§ Document segment
Connolly has crafted a menu best described as Italian gastropub. While that might sound like a concept spat out by the Restaurant Trend Generator 3000, in practice it means a selection dominated by rustic pastas and wood-fired pizzas, both of which are always in vogue.

The pizzas hew close to the Neapolitan style. The crust isn't quite as thin and delicate as a true Neapolitan pie, nor does the oven burn hot enough to blister the underside black. On their own merits, however, these are excellent pizzas. The crust has a light, pleasant flavor, and the topping combinations are more than just an excuse for a clever name.

The "Hero" mimics a classic Italian-American sub (or hoagie or grinder, depending on your provenance): thin slices of soppressata and coppa with provolone cheese and peperoncini over tomato sauce. The earthy spice of the two cured meats provides the pizza's main flavor, while the peperoncini, each slice reduced to a translucent ghost of itself speckled with seeds, adds a sharp, lingering kick. Gently curved slices of golden-orange delicata squash arch across the surface of the "McDowell's Golden Arcs" pizza. Draped alongside them are thin slices of speck crisped like bacon. With Fontina cheese, sage and even a touch of honey, the pizza offers a lovely balance of sweet and savory, spice and grass. Quite simply, a gorgeous dish.

Housemade pastas include mafalda: thin, ridged ribbons like skinny lasagna noodles. Connolly tosses these in a rich ragù of beef and pork, adds pecorino romano for salt and tang, and then dusts the dish with breadcrumbs for textural contrast. The result is strikingly humble — it looks like nothing more than a big bowl of noodles — and delicious. Duck agnolotti is less successful. Connolly serves the stuffed pasta in a sauce (for lack of a better term) of olive oil, broccoli rabe, pecorino and pine nuts. These flavors work well together, especially the bitter bite of the broccoli rabe, but the agnolotti themselves are bland. The minced duck inside the pasta hardly tastes of duck, let alone any seasoning.

The menu offers four dishes from "The Grill." This includes the burger, a juicy specimen dressed up with Fontina, strips of fried onion and a mildly spicy giardiniera. (The veggie burger, available at lunch, is an excellent example of the species, with a texture and flavor that calls to mind fried eggplant.) Another "Grill" entrée, a fillet of red trout, is perfunctory. Salt, and too much of it, is the primary seasoning. A side of mustard greens with farro and a few slices of poached pear adds little to the trout; as prepared, none of the individual flavors is strong enough to make the combination interesting. À la carte vegetable sides are a better choice, especially the roasted cauliflower with gremolata and whipped ricotta.

§ Supplied data
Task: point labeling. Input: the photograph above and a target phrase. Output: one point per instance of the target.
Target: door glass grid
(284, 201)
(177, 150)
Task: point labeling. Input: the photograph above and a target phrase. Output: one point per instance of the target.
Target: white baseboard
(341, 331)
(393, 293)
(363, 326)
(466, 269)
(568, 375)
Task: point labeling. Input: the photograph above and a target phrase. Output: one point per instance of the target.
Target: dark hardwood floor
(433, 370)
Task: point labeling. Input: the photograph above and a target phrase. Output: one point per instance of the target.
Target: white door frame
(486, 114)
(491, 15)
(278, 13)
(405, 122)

§ Exercise goal
For each statement below, decide whether the restaurant review above supports it. Answer yes or no and quote the words of the review that decide it.
(a) The oven gets hot enough to blister the underside of the pizzas black.
(b) The veggie burger is available at lunch.
(c) The minced duck in the agnolotti has a strong duck flavor.

§ Result
(a) No: "nor does the oven burn hot enough to blister the underside black"
(b) Yes: "The veggie burger, available at lunch"
(c) No: "The minced duck inside the pasta hardly tastes of duck"